• WHAT YOU SHOULD DO: Pick out each line in the items below that contains the word "canyon", and copy those lines.

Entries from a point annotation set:
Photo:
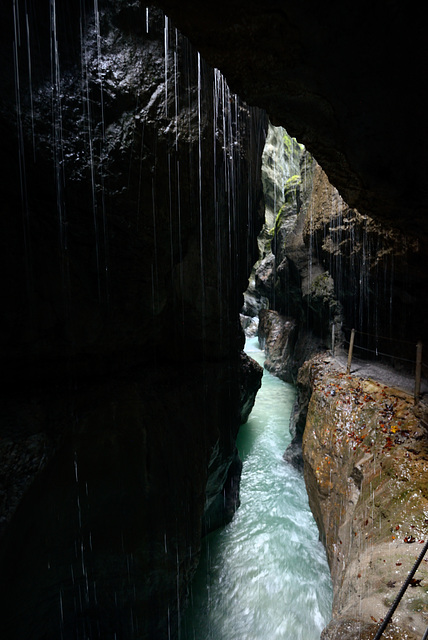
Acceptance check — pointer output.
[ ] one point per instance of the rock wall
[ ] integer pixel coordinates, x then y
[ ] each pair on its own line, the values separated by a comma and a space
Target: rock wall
130, 210
365, 465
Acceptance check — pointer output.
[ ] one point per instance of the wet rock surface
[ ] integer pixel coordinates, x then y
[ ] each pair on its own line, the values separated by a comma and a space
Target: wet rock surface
365, 452
128, 231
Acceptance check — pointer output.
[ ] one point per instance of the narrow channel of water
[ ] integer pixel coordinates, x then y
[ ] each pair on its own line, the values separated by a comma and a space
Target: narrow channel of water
265, 575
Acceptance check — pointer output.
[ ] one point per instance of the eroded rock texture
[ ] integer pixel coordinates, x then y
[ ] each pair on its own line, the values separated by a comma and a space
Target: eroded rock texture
130, 209
365, 464
345, 81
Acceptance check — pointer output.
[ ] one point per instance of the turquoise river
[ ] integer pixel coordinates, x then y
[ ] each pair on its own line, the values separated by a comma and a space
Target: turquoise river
265, 575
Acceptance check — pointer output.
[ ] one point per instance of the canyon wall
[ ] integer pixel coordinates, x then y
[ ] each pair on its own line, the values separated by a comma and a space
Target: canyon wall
130, 210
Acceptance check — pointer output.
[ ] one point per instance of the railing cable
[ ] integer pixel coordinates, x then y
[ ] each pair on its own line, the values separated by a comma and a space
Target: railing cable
401, 593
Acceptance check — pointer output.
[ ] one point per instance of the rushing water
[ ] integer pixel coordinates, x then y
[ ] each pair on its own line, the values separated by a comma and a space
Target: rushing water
265, 575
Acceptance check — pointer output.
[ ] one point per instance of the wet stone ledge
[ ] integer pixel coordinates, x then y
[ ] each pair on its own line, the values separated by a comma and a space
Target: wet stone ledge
365, 457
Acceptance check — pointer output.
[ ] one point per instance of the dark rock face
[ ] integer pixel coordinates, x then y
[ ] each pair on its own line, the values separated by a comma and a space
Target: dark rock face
130, 213
344, 81
277, 335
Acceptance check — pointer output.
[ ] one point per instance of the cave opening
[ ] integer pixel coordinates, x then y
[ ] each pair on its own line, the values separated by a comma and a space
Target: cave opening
131, 209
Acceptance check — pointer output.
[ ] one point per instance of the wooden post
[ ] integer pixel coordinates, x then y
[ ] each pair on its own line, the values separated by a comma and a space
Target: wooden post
351, 348
418, 371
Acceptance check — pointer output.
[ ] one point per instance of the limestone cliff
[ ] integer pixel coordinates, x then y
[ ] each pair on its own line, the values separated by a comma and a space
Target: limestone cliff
130, 210
365, 454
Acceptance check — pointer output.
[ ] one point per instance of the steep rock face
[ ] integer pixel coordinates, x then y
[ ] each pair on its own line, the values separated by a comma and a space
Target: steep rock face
365, 465
277, 336
129, 219
119, 219
372, 270
343, 80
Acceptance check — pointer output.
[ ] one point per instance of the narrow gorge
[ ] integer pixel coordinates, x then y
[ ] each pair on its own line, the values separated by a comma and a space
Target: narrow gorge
173, 174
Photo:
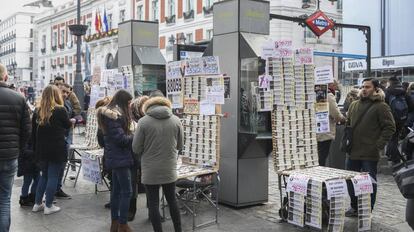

• WORKED SOLUTION:
[ ] one point per instance of the canyon wall
Target: canyon wall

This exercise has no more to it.